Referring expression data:
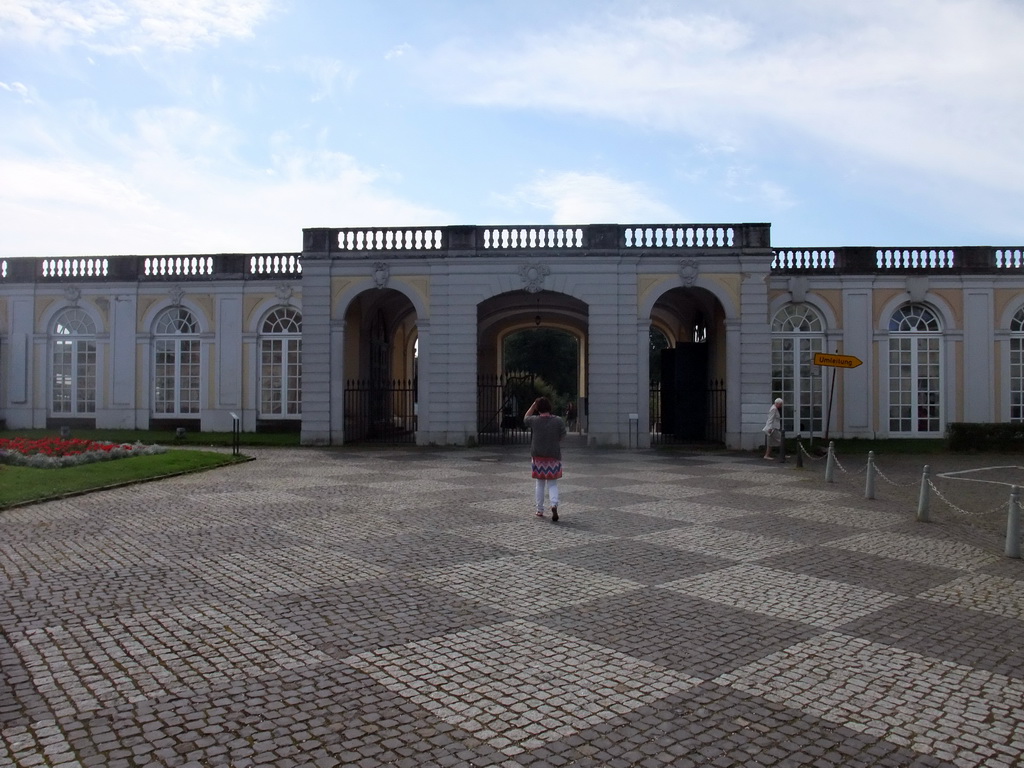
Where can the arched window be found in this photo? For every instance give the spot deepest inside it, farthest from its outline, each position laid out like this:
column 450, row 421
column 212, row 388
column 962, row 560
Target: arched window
column 177, row 377
column 281, row 365
column 1017, row 367
column 797, row 333
column 73, row 357
column 914, row 371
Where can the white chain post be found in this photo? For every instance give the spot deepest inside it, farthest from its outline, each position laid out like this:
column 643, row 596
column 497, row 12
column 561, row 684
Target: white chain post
column 923, row 499
column 1014, row 524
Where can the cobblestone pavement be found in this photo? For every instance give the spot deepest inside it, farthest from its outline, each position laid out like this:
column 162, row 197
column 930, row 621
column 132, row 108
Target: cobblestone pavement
column 404, row 607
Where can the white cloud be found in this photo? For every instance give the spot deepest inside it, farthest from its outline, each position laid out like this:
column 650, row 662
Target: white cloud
column 18, row 89
column 120, row 26
column 176, row 186
column 570, row 198
column 928, row 85
column 325, row 73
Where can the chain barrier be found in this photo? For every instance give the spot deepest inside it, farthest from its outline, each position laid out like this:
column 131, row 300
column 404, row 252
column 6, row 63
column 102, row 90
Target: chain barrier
column 994, row 510
column 882, row 474
column 914, row 483
column 803, row 451
column 844, row 469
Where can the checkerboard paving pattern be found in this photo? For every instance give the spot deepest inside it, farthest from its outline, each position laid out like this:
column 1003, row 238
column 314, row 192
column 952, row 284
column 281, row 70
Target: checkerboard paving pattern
column 404, row 607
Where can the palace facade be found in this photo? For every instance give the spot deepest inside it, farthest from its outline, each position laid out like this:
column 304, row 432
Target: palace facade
column 397, row 334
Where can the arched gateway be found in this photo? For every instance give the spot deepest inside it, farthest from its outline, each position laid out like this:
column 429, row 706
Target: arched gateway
column 466, row 289
column 683, row 333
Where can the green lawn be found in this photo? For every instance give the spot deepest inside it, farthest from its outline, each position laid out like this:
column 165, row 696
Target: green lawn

▸ Work instructions
Find every line of the data that includes the string "lawn". Copy each of those lines.

▸ Response to the exercise
Where can the green lawn be found in this photo? For every instance give the spot deepest inside it, farthest from its outline, each position laid out like this:
Target: green lawn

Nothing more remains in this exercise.